Excerpt to read -
··········

Recognizing the integrand (past the first $\sigma^2$) as a inverse-Gaussian distribution with mean $\mu$ and scale parameter $\tau$, we can notice that the integral is an expectation of an inverse-Gaussian-distributed random variable $\sigma^2$. Thus, \begin{align} p(x) &= 2 \lambda^2 \exp(- 2\lambda x) \frac{1}{x} \mathbb{E}[\sigma^2] \\ &= 2 \lambda^2 \exp(- 2\lambda x) \frac{1}{x} \mu \\ &= 2 \lambda^2 \exp(- 2\lambda x) \frac{1}{x} \frac{x}{2 \lambda} \\ &= \lambda \exp(- 2\lambda x) \\ \end{align}

Notice that this has the form of a Laplace distribution with scale parameter $b = \frac{1}{2\lambda}$. To be precise, I should have started using $|x|$ instead of $x$ starting in line $(14)$. Inserting that now, we have a real Laplace density: $p(x) = \lambda \exp(- 2\lambda |x|).$

Laplace priors (or, equivalently, a scale mixture of normals with exponential mixing distribution) are often used as a Bayesian analogue to the LASSO. Intuitively, the correspondence with the LASSO can be seen in the log-likelihood, which will penalize large values of $|x|$.

··········

Given task 1 -
Report every line of the records below that contains the string "head".
This excerpt and the records come from unrelated sources.

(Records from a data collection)

··········

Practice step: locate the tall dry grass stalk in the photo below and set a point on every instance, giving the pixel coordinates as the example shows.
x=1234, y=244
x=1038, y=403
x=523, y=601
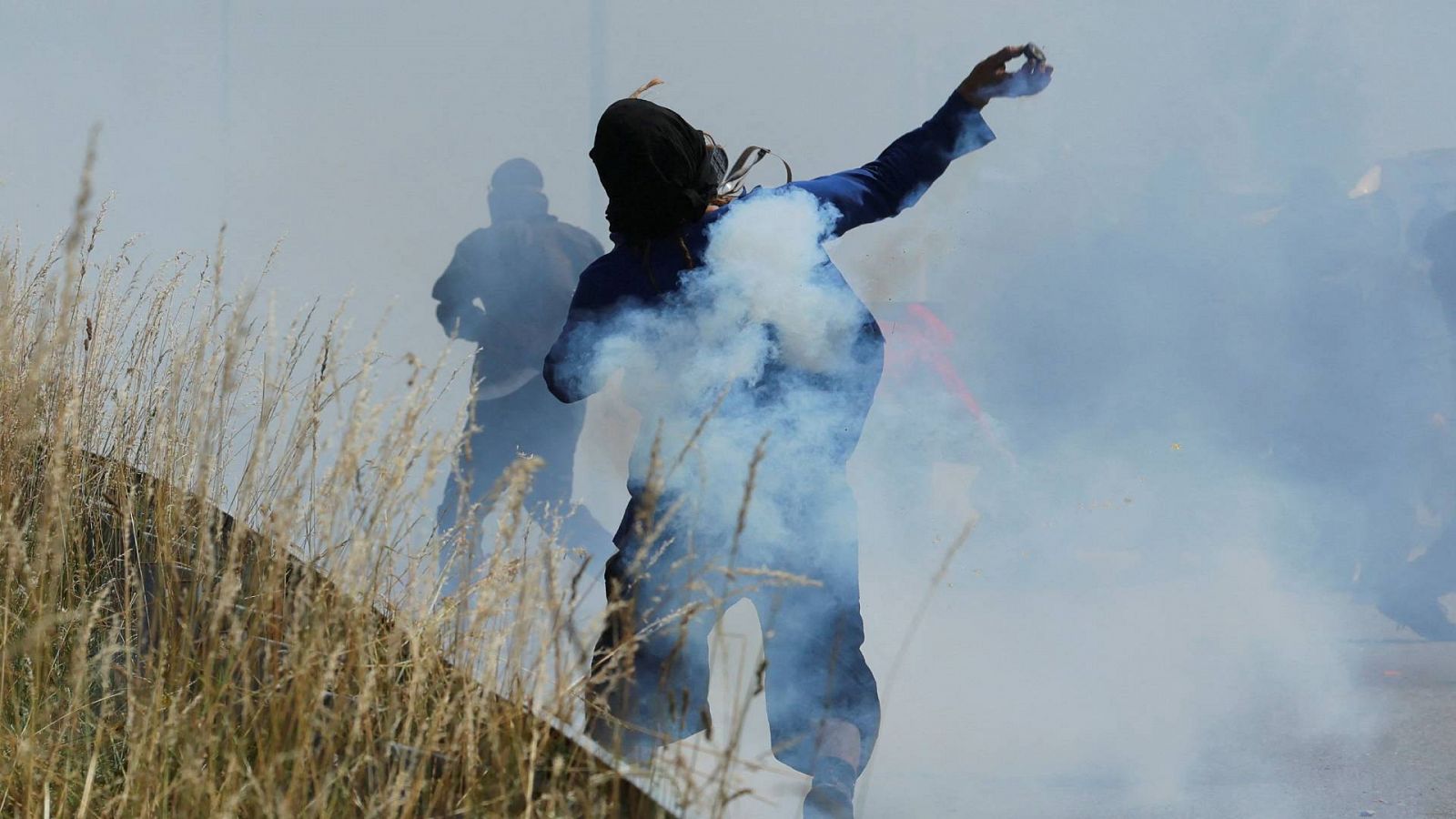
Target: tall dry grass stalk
x=288, y=658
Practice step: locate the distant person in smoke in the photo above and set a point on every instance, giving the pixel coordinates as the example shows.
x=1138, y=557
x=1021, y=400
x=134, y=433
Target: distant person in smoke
x=507, y=290
x=672, y=197
x=1412, y=598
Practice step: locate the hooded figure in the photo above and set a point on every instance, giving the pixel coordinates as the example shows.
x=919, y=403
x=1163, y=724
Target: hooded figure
x=507, y=286
x=673, y=570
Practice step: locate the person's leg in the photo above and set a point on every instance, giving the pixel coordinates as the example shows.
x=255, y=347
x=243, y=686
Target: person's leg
x=822, y=697
x=650, y=666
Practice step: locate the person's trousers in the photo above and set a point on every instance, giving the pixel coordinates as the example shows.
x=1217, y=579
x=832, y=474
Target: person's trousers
x=652, y=665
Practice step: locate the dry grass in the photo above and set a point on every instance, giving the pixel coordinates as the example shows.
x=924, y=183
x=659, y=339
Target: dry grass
x=165, y=659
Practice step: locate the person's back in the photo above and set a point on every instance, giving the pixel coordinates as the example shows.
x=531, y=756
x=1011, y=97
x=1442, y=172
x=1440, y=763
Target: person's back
x=507, y=288
x=754, y=366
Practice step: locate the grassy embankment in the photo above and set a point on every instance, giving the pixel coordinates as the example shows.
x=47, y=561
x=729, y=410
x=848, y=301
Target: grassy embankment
x=165, y=659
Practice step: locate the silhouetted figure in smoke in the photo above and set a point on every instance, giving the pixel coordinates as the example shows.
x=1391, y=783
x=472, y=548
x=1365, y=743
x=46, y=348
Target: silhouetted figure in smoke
x=666, y=182
x=507, y=288
x=1414, y=598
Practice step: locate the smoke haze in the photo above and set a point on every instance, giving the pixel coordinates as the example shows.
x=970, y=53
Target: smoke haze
x=1152, y=615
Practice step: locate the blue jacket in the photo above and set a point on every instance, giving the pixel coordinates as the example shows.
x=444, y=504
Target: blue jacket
x=637, y=276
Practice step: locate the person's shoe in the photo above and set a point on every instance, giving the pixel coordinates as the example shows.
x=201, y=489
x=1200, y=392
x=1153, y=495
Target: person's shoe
x=829, y=802
x=832, y=793
x=1426, y=617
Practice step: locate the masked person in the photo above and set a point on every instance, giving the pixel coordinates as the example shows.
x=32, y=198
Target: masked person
x=666, y=187
x=507, y=288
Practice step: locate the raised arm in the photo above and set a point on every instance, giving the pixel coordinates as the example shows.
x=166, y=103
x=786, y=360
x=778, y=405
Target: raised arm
x=900, y=175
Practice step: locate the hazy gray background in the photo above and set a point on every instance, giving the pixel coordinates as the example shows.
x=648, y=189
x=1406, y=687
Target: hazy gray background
x=363, y=135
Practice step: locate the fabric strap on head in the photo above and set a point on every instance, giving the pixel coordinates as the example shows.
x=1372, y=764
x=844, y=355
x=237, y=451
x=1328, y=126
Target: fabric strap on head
x=732, y=186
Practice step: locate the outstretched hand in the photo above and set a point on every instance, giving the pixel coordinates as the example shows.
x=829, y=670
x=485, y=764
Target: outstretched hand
x=990, y=79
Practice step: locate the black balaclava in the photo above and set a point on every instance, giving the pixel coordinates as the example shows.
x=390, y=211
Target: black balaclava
x=516, y=191
x=655, y=167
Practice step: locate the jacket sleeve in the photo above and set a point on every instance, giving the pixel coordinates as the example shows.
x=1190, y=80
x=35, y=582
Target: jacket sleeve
x=900, y=175
x=456, y=292
x=568, y=369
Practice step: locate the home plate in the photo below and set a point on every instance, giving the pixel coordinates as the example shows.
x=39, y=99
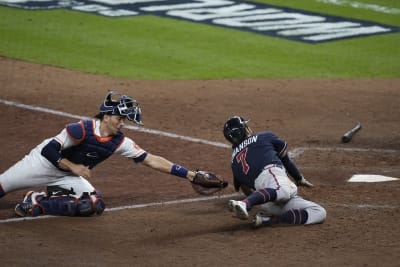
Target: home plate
x=370, y=178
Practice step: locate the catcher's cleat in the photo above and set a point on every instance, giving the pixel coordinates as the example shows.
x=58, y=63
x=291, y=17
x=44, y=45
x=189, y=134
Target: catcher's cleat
x=239, y=207
x=261, y=220
x=29, y=206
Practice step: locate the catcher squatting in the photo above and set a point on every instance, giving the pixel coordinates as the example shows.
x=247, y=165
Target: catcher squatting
x=63, y=163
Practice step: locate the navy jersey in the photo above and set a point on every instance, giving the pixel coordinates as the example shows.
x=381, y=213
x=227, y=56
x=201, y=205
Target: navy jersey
x=253, y=154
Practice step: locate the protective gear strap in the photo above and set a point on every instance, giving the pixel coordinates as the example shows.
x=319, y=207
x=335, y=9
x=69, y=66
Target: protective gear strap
x=76, y=131
x=2, y=193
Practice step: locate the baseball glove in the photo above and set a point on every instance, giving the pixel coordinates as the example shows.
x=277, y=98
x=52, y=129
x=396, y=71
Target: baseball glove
x=207, y=183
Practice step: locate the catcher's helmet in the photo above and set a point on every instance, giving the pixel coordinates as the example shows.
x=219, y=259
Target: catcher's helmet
x=116, y=104
x=235, y=130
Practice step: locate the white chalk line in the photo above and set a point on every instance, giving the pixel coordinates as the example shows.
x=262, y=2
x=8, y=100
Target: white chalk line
x=131, y=127
x=359, y=5
x=294, y=153
x=189, y=200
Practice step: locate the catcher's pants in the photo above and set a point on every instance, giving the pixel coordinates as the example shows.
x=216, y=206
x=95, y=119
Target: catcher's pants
x=274, y=176
x=34, y=170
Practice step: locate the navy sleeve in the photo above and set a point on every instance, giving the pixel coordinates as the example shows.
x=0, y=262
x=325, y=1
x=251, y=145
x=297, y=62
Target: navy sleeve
x=280, y=145
x=52, y=152
x=140, y=158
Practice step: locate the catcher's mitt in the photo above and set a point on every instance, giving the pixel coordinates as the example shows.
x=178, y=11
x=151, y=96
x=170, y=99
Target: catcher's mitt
x=207, y=183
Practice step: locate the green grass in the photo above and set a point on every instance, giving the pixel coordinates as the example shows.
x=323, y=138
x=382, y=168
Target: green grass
x=150, y=47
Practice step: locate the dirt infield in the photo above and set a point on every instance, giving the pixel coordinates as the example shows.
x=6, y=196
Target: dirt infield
x=363, y=218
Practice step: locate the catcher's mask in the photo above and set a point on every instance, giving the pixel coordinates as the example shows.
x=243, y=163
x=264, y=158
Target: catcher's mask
x=117, y=104
x=235, y=130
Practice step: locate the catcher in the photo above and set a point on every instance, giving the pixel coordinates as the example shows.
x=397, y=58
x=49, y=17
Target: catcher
x=64, y=163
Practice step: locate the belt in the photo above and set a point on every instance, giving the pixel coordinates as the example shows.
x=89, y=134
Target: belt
x=273, y=165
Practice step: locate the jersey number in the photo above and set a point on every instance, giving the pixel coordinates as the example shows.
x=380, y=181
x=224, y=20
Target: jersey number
x=241, y=158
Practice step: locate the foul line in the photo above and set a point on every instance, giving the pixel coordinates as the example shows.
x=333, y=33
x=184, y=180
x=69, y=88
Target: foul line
x=360, y=5
x=137, y=206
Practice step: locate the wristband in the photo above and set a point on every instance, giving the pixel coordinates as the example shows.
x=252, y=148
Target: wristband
x=179, y=171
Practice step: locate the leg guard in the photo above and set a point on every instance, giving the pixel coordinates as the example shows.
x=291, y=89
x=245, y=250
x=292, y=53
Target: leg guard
x=71, y=205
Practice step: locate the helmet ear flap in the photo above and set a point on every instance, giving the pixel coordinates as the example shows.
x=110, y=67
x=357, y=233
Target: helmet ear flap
x=235, y=130
x=116, y=104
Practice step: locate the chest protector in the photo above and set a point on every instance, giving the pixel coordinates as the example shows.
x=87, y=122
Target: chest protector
x=90, y=151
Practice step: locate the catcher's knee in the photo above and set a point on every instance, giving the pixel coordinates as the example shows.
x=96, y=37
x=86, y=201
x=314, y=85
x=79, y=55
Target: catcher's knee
x=71, y=205
x=316, y=214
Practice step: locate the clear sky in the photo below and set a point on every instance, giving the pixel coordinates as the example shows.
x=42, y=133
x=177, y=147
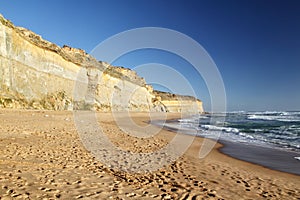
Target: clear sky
x=255, y=44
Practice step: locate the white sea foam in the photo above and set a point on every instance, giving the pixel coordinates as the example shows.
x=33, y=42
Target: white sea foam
x=218, y=128
x=297, y=158
x=283, y=118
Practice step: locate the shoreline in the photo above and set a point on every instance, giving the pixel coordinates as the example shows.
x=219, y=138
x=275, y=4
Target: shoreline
x=271, y=158
x=42, y=156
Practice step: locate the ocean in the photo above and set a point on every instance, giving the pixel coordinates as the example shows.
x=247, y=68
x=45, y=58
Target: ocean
x=271, y=139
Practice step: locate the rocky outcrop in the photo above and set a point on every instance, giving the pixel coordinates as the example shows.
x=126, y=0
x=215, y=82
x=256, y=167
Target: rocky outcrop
x=178, y=103
x=38, y=74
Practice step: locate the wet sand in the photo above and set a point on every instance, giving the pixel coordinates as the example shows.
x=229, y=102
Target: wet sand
x=42, y=157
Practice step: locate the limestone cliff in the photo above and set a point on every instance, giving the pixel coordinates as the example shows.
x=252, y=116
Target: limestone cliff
x=35, y=73
x=178, y=103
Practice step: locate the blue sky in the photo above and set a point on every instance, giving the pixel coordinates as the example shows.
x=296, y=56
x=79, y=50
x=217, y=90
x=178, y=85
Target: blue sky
x=255, y=44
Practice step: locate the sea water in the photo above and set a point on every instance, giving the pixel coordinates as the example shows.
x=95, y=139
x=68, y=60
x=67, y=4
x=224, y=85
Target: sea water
x=271, y=139
x=270, y=129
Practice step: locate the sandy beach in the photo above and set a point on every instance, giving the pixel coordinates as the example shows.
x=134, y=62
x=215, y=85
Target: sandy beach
x=42, y=157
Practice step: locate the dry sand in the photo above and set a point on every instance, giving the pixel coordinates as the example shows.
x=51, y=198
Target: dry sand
x=42, y=157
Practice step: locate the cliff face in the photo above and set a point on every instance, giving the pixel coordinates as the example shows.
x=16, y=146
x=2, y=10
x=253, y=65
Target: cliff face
x=178, y=103
x=35, y=73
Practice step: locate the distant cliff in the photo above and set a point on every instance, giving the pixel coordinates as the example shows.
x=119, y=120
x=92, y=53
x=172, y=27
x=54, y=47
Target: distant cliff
x=38, y=74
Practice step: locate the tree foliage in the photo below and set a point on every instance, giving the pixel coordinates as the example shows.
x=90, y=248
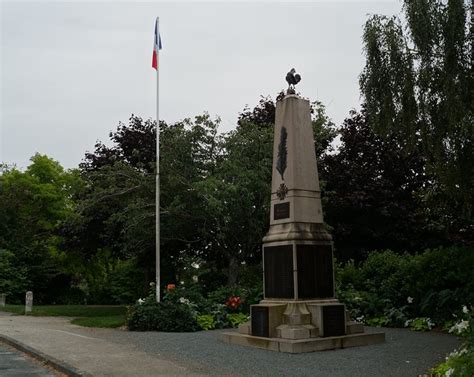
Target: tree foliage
x=418, y=84
x=34, y=204
x=373, y=196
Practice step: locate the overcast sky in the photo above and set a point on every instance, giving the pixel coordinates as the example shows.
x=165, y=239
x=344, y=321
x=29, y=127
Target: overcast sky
x=70, y=71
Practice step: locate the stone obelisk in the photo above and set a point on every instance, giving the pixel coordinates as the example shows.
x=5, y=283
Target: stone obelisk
x=299, y=312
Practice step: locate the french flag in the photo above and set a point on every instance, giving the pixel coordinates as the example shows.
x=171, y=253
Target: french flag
x=156, y=46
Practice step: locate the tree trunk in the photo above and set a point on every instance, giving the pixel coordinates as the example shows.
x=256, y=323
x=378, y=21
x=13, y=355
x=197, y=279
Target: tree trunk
x=233, y=271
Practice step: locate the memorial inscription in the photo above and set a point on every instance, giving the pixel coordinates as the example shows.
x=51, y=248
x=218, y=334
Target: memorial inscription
x=281, y=211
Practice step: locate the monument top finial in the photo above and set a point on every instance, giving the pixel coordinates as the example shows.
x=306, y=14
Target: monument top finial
x=292, y=78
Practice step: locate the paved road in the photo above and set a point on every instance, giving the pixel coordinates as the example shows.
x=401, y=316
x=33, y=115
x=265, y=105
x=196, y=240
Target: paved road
x=107, y=352
x=14, y=363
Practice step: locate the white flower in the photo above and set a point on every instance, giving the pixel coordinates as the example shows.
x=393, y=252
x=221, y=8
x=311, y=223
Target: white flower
x=449, y=372
x=183, y=300
x=459, y=327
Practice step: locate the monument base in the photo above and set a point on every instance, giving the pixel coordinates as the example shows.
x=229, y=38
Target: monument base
x=302, y=345
x=299, y=326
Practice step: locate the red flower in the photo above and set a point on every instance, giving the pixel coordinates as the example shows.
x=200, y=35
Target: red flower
x=233, y=302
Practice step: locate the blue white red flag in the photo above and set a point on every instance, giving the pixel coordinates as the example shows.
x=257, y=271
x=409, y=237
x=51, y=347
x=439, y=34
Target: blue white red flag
x=156, y=47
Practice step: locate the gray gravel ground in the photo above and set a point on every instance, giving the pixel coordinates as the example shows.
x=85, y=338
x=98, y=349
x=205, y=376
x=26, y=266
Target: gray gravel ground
x=15, y=363
x=405, y=353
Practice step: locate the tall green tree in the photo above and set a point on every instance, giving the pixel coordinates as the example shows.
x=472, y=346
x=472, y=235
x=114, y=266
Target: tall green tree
x=34, y=204
x=374, y=194
x=418, y=84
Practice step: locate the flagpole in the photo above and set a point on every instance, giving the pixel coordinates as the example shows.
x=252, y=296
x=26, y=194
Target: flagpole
x=157, y=235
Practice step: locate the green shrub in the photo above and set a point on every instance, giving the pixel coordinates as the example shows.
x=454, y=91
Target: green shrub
x=163, y=316
x=401, y=287
x=460, y=362
x=420, y=324
x=235, y=319
x=206, y=321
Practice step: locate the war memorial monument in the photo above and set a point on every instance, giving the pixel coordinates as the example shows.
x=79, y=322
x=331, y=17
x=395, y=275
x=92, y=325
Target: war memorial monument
x=299, y=312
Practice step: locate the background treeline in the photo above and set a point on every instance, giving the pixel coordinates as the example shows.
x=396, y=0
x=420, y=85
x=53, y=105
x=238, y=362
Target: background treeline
x=397, y=175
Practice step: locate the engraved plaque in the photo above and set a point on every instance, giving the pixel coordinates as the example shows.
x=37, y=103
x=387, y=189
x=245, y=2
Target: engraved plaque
x=315, y=271
x=281, y=211
x=278, y=265
x=259, y=321
x=334, y=323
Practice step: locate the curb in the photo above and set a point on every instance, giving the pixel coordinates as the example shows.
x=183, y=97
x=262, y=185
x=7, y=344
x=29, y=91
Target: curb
x=45, y=359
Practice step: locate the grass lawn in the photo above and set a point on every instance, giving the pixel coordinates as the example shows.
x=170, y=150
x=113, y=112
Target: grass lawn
x=89, y=315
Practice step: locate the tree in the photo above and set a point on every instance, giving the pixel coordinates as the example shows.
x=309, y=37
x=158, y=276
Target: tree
x=373, y=194
x=418, y=85
x=34, y=205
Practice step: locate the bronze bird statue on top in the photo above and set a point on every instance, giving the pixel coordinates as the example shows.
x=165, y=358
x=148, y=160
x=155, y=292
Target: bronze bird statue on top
x=292, y=78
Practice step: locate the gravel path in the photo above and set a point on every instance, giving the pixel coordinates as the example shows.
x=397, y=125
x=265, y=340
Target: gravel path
x=405, y=353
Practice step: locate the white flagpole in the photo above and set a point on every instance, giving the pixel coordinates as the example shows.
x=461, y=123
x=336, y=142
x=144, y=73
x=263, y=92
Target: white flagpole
x=157, y=236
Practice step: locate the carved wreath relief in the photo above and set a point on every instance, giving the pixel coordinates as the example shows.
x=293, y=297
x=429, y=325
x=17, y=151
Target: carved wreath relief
x=281, y=158
x=281, y=163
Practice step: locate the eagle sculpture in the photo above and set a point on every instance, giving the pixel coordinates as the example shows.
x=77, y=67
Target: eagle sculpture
x=292, y=78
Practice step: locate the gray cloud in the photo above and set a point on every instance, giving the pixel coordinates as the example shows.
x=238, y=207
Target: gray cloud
x=72, y=71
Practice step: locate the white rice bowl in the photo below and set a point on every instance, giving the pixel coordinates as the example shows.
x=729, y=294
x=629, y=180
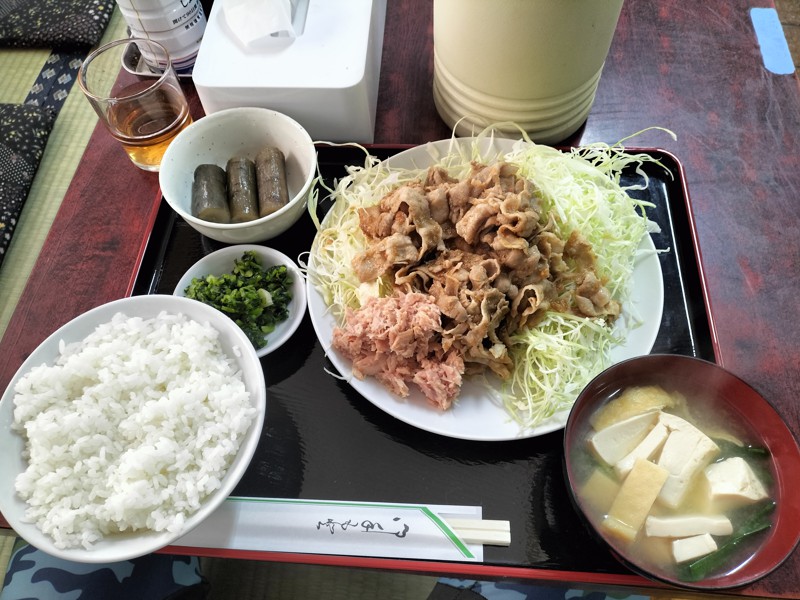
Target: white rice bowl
x=159, y=438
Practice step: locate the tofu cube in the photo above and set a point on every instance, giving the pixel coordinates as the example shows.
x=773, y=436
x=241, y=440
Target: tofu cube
x=687, y=525
x=636, y=497
x=734, y=480
x=686, y=452
x=690, y=548
x=616, y=441
x=647, y=448
x=599, y=491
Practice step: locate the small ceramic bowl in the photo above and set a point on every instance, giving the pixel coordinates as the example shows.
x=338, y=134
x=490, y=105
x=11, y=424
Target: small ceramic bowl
x=216, y=138
x=222, y=261
x=723, y=407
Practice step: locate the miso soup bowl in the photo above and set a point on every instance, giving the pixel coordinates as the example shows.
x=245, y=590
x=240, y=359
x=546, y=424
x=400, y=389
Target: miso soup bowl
x=242, y=131
x=723, y=397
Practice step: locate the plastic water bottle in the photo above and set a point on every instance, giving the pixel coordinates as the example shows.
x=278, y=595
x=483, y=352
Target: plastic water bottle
x=178, y=25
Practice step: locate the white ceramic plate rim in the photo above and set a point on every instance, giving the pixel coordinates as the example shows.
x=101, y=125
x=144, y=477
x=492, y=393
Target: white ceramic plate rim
x=121, y=546
x=477, y=414
x=209, y=265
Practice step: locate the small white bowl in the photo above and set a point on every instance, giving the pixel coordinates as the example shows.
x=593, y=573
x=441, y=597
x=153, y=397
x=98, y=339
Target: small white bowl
x=222, y=261
x=244, y=131
x=127, y=545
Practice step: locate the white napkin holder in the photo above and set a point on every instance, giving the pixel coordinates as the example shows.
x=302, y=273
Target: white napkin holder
x=322, y=69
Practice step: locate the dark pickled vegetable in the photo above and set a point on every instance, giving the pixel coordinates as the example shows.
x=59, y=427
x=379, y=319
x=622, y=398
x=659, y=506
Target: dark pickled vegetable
x=273, y=193
x=210, y=195
x=242, y=189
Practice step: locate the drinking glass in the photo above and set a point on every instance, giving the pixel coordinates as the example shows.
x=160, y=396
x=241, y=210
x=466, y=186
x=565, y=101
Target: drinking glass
x=144, y=112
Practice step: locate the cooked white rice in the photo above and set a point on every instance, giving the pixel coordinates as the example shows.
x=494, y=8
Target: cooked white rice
x=130, y=429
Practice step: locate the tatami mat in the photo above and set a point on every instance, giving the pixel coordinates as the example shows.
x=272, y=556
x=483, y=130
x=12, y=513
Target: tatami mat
x=65, y=146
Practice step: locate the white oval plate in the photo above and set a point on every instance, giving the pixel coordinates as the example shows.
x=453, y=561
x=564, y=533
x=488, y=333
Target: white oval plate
x=476, y=414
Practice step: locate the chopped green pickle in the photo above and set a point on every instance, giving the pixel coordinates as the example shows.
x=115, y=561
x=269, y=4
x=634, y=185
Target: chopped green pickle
x=257, y=299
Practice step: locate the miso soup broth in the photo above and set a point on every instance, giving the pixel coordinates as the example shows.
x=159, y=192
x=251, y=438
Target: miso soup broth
x=671, y=485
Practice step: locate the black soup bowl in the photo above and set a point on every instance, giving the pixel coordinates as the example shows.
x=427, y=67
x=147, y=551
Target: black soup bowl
x=684, y=471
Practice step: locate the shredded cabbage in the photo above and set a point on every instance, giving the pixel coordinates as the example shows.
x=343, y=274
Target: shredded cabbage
x=581, y=189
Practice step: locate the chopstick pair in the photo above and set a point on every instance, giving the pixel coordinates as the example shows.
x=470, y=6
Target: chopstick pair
x=487, y=531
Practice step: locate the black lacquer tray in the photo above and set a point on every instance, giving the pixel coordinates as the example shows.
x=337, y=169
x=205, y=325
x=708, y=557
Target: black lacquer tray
x=322, y=440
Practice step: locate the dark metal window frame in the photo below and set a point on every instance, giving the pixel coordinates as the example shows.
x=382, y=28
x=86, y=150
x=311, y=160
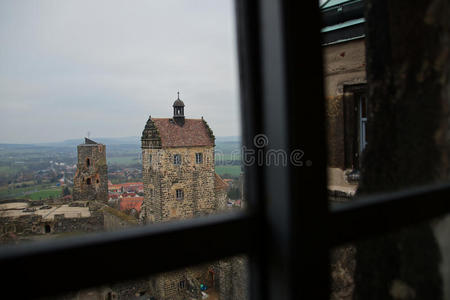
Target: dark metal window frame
x=199, y=158
x=177, y=159
x=286, y=236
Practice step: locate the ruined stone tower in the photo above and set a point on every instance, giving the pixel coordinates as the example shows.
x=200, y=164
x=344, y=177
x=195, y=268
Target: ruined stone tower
x=91, y=178
x=178, y=168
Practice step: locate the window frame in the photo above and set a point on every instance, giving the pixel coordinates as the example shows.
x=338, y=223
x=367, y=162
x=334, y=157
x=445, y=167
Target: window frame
x=287, y=241
x=199, y=158
x=181, y=194
x=177, y=159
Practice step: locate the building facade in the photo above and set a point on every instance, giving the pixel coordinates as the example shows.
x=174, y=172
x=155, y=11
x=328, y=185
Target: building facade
x=180, y=182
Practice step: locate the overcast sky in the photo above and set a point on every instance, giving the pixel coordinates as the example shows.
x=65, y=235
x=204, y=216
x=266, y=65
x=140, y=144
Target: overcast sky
x=69, y=67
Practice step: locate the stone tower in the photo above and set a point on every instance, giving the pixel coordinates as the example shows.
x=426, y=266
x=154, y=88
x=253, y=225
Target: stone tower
x=178, y=168
x=91, y=178
x=180, y=183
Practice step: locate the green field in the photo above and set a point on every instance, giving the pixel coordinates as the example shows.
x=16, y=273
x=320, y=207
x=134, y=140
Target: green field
x=30, y=192
x=44, y=194
x=233, y=171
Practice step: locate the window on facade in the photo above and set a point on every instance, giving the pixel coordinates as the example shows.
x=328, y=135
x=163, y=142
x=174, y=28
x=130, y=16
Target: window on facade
x=177, y=159
x=355, y=124
x=198, y=158
x=179, y=194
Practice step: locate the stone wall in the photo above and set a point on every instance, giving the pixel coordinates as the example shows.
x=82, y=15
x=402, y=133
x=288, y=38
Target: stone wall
x=344, y=66
x=162, y=178
x=91, y=177
x=233, y=278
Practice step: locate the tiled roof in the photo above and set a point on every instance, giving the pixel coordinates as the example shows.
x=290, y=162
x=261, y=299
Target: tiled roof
x=194, y=132
x=130, y=203
x=219, y=184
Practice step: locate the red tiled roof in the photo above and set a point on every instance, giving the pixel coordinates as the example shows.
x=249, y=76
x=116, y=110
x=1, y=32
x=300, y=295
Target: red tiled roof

··········

Given task 2 -
In the excerpt, what method are Laplace priors often used as a Bayesian analogue to?

Final result 1 -
Practice step: locate the fabric strap on head in the photo above and set a point on every instance, giving the pixel coordinates as the example shows.
Target: fabric strap on head

Final result 2 -
The LASSO.